WRITTEN PROBLEM
Summarize the pepper-roasting text below in two sentences.

BEGIN PROVIDED PASSAGE

Background: I grow peppers and sometimes I have a bumper crop. Like many moves, this is both a prepped ingredient and a preservation technique. Roasted peppers are a great ingredient to have on hand. It’s not complicated and the same techniques work with any pepper, regardless where it falls on the Scoville scale.

  1. Get a bunch of peppers or grab one that’s about to start getting wrinkly.
  2. Pick the method of heat that’s most convenient for you:
    • Electric stove
    • Gas stove
    • Broiler
    • Wood fired grill
    • Coals
    • Blowtorch
  3. If indoors, turn on the hood.
  4. Unless you are broiling or grilling, you want the pepper touching the heat source or the heat source touching the pepper. Turn with tongs until you get all sides of the pepper.
  5. If using a thick walled pepper like a jalapeño or bell pepper, completely char the skin of the pepper so that it’s black and flaking off. If using a thinned walled pepper like a habanero, just blister the skin as best you can.

END PROVIDED PASSAGE
BEGIN DATA EXTRACT

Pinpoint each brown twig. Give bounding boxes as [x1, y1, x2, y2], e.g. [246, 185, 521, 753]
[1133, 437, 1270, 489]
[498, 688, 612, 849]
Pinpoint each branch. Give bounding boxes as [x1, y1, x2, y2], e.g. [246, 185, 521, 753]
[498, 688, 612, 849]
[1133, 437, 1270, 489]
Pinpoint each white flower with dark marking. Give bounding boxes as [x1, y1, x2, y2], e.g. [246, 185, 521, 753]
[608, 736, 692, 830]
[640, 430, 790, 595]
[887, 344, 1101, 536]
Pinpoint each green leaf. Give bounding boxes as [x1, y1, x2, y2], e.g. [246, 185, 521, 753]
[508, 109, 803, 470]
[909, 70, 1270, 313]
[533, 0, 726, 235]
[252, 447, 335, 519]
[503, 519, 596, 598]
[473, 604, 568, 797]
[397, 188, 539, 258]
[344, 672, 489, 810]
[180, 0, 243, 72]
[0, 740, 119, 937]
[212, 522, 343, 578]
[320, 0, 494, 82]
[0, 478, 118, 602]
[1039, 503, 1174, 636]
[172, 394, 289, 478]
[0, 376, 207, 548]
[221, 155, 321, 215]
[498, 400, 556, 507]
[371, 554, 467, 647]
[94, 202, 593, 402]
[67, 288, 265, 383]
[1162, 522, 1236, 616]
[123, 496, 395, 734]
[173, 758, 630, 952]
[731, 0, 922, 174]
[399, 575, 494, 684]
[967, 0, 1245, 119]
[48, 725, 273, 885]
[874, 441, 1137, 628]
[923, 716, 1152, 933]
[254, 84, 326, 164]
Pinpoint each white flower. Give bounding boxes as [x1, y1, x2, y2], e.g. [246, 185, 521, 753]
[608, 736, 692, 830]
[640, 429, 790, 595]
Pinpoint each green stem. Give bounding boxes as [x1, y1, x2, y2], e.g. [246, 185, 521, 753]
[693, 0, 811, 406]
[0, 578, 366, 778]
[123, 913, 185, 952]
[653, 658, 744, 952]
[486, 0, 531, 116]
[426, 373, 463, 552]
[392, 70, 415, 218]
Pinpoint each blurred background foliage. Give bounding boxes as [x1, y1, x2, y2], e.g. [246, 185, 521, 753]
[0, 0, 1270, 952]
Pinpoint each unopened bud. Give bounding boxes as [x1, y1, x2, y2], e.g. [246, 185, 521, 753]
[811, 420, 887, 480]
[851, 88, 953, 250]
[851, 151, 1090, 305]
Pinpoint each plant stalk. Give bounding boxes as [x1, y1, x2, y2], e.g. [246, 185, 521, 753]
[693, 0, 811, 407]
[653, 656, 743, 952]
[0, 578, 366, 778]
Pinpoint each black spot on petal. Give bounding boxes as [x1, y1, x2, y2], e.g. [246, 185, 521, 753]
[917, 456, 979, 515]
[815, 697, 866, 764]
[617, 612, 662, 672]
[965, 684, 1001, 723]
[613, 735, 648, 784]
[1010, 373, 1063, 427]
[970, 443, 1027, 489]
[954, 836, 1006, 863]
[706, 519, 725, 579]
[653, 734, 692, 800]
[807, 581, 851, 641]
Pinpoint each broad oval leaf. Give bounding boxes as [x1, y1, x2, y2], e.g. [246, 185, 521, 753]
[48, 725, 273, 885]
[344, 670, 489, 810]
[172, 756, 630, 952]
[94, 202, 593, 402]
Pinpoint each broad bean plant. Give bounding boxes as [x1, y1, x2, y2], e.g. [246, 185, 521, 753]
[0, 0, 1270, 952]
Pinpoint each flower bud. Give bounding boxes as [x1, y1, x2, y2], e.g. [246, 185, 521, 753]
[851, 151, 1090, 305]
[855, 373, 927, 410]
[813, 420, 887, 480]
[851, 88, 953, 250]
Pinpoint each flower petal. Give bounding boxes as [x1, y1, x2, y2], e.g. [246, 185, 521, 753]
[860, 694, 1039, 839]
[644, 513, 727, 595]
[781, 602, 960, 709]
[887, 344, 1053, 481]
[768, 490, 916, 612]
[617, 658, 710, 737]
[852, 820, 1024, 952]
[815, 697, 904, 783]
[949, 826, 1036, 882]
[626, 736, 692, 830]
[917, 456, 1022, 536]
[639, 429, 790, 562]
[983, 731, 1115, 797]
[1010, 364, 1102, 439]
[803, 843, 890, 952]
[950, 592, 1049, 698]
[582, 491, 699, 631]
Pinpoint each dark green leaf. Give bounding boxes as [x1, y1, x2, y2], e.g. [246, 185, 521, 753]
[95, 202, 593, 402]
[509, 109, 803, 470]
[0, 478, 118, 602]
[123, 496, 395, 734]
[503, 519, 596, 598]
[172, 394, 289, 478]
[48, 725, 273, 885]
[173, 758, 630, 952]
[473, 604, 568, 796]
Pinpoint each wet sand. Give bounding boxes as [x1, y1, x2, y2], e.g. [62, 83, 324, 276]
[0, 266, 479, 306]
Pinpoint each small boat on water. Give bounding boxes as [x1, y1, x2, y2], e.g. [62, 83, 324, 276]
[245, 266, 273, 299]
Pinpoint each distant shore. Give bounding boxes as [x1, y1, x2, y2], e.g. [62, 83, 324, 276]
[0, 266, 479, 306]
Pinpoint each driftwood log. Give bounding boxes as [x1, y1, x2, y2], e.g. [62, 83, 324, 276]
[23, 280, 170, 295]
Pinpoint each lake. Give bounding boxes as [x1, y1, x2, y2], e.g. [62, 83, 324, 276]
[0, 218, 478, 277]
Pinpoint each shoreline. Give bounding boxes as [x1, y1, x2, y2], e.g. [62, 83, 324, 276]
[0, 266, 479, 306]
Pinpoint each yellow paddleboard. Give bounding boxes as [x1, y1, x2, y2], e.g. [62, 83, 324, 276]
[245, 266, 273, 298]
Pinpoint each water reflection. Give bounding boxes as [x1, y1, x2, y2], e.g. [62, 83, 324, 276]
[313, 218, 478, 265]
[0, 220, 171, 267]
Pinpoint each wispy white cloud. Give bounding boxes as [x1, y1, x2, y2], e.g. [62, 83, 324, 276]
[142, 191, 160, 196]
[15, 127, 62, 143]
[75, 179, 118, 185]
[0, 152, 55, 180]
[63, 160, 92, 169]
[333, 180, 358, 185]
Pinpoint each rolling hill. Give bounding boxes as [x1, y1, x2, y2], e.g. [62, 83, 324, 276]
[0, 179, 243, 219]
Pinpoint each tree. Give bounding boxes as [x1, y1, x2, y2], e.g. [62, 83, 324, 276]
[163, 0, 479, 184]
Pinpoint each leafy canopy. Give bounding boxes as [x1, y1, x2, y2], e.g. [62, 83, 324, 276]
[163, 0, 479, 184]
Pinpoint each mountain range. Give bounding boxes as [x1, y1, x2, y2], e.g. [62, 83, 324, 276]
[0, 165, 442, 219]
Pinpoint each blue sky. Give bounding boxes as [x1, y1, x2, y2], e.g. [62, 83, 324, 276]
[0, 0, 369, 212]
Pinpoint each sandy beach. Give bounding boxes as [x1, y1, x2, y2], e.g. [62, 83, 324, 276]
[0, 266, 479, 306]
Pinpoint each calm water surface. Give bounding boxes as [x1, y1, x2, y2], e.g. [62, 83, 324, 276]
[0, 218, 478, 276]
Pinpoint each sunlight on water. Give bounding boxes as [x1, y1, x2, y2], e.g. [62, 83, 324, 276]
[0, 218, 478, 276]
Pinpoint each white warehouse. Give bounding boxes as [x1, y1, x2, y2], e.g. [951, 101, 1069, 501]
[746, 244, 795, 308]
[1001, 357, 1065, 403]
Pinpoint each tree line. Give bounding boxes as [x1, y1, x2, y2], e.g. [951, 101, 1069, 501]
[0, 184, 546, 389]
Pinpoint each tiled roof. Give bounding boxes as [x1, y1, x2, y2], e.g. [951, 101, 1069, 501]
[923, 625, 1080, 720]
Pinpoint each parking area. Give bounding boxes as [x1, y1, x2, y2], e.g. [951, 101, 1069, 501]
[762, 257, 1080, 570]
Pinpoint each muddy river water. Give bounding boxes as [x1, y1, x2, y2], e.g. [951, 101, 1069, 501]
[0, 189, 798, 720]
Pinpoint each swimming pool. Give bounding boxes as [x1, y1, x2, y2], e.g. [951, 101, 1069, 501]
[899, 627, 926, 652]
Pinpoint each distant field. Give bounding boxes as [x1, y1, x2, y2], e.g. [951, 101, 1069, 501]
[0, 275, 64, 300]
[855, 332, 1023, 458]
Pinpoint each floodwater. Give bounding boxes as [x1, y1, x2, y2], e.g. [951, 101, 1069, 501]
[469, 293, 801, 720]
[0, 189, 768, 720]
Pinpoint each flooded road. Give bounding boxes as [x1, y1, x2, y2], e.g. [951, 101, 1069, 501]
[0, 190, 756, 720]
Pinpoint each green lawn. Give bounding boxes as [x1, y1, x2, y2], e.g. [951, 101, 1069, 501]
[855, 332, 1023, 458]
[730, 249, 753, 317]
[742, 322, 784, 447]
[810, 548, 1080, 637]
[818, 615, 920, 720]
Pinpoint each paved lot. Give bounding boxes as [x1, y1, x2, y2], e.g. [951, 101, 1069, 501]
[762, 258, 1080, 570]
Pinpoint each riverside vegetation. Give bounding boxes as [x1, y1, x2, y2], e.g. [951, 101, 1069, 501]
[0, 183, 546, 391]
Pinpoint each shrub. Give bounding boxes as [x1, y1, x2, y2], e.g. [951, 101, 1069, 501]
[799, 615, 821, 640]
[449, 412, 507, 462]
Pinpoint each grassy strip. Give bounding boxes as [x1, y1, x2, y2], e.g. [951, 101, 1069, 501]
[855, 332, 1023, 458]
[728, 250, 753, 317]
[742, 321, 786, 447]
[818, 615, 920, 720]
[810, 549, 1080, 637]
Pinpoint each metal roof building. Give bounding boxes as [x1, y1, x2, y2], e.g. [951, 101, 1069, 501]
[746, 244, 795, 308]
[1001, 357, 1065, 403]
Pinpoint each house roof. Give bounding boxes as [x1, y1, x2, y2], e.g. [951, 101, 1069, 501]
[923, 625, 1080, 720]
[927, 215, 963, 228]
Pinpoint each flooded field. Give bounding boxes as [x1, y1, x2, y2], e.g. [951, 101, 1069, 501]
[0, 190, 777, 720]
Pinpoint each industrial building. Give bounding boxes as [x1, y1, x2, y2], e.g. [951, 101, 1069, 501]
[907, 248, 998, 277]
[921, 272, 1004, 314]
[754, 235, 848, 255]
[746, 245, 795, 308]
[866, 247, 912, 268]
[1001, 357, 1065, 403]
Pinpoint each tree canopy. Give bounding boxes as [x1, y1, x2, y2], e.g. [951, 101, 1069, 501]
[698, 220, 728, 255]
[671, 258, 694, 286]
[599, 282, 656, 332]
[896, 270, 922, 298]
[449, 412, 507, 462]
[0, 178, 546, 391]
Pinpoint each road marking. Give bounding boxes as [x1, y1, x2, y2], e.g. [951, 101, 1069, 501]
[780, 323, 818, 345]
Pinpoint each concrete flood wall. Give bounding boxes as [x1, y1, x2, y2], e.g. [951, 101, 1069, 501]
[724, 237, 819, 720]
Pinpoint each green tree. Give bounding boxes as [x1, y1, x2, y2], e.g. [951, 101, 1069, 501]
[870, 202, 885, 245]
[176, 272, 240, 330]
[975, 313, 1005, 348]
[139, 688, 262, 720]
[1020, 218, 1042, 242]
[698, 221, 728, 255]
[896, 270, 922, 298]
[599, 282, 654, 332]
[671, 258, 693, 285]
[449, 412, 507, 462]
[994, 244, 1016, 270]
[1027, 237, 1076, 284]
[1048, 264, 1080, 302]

END DATA EXTRACT

ANSWER TO THE EXERCISE
Roasting peppers turns them into a handy ingredient and also preserves them, and the same techniques work for any pepper regardless of its heat on the Scoville scale. After choosing a convenient heat source and turning on the hood if indoors, you turn the pepper with tongs until every side is done, fully charring thick-walled peppers like jalapeños and bell peppers but only blistering thin-walled ones like habaneros.